▶ _PROVIDED MATERIAL_:
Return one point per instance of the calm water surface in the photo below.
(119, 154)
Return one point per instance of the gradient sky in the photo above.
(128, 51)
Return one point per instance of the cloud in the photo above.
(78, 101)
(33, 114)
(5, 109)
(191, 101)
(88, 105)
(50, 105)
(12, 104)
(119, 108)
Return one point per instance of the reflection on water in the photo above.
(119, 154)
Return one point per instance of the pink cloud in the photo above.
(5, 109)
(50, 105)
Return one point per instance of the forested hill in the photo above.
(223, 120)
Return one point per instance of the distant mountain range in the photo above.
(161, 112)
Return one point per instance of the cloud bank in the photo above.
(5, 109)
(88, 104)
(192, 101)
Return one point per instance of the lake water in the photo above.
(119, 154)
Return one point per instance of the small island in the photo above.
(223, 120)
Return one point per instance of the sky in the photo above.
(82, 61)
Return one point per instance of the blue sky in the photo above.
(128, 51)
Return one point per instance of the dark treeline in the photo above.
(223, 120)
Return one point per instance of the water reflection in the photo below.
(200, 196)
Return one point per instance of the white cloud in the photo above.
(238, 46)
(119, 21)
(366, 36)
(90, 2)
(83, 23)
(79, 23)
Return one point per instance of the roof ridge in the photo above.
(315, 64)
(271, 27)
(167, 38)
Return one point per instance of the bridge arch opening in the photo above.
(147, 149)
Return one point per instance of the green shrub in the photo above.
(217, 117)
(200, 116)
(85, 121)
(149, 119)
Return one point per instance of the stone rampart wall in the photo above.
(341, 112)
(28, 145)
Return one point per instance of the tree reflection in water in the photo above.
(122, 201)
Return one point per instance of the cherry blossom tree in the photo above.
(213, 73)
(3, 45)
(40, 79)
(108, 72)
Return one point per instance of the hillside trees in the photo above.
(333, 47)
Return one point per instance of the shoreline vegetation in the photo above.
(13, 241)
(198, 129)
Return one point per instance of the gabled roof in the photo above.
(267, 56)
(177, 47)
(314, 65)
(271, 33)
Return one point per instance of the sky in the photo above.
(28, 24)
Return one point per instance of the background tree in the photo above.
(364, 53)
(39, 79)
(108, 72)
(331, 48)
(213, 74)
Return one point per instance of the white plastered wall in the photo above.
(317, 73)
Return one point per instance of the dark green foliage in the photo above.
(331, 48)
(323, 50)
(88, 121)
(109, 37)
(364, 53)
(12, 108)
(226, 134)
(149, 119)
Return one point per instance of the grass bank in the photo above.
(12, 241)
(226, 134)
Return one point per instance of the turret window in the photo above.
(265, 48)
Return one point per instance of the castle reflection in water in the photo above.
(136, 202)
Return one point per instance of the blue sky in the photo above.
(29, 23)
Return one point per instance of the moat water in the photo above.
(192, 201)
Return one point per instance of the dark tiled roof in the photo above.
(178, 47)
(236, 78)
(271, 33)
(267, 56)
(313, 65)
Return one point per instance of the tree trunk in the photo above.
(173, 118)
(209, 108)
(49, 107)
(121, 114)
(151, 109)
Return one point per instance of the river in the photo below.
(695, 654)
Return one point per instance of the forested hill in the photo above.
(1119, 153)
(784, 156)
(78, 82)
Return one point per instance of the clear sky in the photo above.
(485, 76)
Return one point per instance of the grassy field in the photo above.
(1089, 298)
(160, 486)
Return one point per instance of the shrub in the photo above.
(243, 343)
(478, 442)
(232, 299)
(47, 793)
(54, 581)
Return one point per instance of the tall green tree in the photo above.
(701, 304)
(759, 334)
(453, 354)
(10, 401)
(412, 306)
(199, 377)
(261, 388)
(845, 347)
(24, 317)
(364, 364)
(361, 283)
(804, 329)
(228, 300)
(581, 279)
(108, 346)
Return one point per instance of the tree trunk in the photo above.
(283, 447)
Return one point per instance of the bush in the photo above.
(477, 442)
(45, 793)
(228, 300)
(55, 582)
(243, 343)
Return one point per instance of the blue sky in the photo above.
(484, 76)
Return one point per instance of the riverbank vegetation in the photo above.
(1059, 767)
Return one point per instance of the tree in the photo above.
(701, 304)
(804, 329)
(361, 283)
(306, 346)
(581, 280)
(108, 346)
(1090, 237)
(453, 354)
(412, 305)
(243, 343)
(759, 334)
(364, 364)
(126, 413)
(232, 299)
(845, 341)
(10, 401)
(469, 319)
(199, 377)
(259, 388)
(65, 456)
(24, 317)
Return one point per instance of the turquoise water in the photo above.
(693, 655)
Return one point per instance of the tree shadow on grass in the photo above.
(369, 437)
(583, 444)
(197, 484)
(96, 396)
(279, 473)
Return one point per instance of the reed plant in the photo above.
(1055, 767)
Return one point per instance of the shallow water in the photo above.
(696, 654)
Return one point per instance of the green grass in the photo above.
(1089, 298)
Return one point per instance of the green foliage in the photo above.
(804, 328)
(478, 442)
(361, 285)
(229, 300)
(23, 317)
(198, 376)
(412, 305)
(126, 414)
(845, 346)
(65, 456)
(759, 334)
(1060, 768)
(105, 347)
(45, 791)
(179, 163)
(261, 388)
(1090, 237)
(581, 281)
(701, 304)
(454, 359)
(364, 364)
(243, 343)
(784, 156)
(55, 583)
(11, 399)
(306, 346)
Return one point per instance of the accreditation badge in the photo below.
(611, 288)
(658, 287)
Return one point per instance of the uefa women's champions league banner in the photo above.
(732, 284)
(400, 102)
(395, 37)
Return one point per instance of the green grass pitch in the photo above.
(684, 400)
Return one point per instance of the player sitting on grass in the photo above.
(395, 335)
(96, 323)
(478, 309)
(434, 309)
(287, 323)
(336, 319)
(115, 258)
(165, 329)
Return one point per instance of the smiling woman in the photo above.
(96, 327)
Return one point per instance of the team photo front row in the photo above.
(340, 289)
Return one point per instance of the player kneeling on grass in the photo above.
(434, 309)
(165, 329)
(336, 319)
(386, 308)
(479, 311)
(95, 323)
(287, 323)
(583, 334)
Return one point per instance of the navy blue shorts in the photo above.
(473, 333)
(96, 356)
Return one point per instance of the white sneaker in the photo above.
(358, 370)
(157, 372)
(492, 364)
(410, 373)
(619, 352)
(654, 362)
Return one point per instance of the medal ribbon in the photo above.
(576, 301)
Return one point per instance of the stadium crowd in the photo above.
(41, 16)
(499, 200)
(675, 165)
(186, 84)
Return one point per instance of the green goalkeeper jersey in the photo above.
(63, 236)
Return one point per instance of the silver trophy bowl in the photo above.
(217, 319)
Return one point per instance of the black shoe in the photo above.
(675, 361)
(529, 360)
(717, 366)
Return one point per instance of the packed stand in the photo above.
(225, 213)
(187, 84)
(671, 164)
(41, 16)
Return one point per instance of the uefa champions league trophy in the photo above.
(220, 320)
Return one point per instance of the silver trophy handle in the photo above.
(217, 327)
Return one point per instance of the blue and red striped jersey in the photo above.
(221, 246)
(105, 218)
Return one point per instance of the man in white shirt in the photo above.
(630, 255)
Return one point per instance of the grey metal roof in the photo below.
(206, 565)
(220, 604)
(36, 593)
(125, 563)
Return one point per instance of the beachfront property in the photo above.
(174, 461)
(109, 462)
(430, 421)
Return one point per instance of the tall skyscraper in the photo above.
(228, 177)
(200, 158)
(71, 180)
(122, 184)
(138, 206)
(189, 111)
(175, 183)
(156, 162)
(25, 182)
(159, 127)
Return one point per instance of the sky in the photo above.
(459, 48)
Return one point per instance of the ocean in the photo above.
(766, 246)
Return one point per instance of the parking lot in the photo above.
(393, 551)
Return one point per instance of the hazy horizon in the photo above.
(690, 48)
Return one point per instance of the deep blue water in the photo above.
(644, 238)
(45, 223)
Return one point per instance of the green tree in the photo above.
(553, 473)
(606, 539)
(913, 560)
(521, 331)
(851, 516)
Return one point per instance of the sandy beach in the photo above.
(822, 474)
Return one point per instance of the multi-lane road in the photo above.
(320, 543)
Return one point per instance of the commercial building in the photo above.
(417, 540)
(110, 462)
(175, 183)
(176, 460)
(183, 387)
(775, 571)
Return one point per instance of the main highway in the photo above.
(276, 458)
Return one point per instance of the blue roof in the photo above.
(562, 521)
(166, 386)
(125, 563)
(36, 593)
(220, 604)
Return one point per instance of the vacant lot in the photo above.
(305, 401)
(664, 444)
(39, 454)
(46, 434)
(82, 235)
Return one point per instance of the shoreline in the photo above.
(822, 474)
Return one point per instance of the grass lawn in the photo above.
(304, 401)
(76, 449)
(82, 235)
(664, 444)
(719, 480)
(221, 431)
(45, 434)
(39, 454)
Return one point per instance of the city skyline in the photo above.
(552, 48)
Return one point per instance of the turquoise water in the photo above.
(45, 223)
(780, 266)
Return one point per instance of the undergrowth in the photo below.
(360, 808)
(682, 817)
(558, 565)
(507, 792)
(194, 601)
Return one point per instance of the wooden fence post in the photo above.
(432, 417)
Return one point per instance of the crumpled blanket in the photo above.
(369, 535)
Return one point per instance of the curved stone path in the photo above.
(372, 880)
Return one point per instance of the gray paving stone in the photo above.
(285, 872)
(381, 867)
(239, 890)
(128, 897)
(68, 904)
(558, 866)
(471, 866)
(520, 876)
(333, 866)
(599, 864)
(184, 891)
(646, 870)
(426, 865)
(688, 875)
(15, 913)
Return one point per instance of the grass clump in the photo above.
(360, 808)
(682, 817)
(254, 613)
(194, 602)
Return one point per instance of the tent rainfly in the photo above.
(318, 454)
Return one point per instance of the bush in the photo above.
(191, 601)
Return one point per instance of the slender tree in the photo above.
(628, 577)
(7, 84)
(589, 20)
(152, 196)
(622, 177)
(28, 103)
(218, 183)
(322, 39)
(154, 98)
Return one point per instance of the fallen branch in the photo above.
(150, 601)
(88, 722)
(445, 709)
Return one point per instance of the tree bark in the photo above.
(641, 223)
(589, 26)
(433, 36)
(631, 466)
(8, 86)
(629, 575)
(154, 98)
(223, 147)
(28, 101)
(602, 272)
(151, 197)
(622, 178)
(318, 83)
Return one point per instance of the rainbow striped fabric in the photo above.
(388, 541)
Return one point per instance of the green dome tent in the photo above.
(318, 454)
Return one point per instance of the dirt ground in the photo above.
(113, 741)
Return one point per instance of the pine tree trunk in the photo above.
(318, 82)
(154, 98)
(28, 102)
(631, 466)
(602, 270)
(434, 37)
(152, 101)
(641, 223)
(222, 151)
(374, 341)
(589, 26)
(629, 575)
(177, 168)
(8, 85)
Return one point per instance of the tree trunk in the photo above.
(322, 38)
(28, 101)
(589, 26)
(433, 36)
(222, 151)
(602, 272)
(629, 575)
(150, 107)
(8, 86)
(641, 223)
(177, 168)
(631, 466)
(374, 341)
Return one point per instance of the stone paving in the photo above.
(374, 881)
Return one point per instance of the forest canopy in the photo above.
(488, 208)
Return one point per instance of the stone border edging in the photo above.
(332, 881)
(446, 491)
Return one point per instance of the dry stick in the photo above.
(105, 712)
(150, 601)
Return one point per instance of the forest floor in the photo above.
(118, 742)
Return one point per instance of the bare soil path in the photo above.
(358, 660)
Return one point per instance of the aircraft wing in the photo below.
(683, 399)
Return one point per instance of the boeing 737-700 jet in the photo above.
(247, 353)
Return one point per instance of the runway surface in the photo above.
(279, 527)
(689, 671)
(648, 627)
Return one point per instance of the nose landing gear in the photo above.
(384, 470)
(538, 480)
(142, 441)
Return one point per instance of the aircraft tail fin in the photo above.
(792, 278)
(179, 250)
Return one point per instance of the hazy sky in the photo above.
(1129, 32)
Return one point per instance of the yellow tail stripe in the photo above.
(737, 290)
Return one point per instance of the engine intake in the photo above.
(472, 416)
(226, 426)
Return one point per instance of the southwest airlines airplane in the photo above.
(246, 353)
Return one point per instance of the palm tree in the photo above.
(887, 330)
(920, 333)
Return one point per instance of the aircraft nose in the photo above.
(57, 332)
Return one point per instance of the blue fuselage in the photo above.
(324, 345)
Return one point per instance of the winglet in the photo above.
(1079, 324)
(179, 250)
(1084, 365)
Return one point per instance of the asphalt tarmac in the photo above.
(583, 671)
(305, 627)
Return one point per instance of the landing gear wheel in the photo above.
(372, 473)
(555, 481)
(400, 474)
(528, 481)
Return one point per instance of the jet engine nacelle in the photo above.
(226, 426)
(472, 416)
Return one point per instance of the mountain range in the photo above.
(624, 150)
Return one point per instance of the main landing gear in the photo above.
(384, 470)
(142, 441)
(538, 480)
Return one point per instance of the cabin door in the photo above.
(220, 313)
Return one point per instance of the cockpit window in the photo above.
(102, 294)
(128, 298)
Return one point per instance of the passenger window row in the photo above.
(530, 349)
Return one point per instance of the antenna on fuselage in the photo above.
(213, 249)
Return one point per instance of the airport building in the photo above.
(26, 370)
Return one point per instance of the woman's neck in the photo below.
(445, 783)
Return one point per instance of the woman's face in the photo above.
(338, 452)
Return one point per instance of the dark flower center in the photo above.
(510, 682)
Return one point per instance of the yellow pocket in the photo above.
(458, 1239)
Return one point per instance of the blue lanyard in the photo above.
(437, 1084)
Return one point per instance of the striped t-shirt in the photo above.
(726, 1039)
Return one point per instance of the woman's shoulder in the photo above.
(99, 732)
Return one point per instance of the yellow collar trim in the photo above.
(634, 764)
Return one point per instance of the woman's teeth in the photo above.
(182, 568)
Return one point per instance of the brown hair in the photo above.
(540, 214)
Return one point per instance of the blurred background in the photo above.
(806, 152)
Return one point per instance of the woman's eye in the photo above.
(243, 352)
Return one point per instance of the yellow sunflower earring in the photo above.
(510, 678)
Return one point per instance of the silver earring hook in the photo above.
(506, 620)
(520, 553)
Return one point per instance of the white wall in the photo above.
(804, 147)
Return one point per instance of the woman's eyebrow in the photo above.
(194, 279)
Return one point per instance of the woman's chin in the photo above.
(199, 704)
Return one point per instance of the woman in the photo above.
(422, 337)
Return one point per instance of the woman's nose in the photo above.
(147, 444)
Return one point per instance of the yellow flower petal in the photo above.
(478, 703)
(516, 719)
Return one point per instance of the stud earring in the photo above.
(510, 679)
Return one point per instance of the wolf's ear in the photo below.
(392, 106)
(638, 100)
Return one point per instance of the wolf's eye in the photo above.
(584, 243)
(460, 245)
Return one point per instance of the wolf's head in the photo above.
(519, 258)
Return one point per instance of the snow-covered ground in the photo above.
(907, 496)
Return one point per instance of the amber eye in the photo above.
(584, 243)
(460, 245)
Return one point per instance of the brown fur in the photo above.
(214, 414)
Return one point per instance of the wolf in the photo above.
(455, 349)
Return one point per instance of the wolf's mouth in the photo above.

▶ _PROBLEM STATEMENT_: Exactly reproduce the lines that run from the line with "Return one point per instance of the wolf's ear" through the last line of the records, inclusive.

▶ _COMPLETE ANSWER_:
Return one point per instance of the wolf's ear in the photo below.
(392, 106)
(638, 100)
Return one point per instance of the wolf's eye in the photo above.
(584, 243)
(460, 245)
Return one point per instance of the wolf's head in the photo above.
(519, 258)
Return one point per instance of the snow-covered ground in the photo above.
(907, 496)
Return one point per instance of the amber eye in the photo above.
(584, 243)
(460, 245)
Return one point per instance of the brown fur in the photo above.
(214, 414)
Return one point per instance of the wolf in the photo above.
(455, 349)
Return one point per instance of the wolf's mouth in the photo above.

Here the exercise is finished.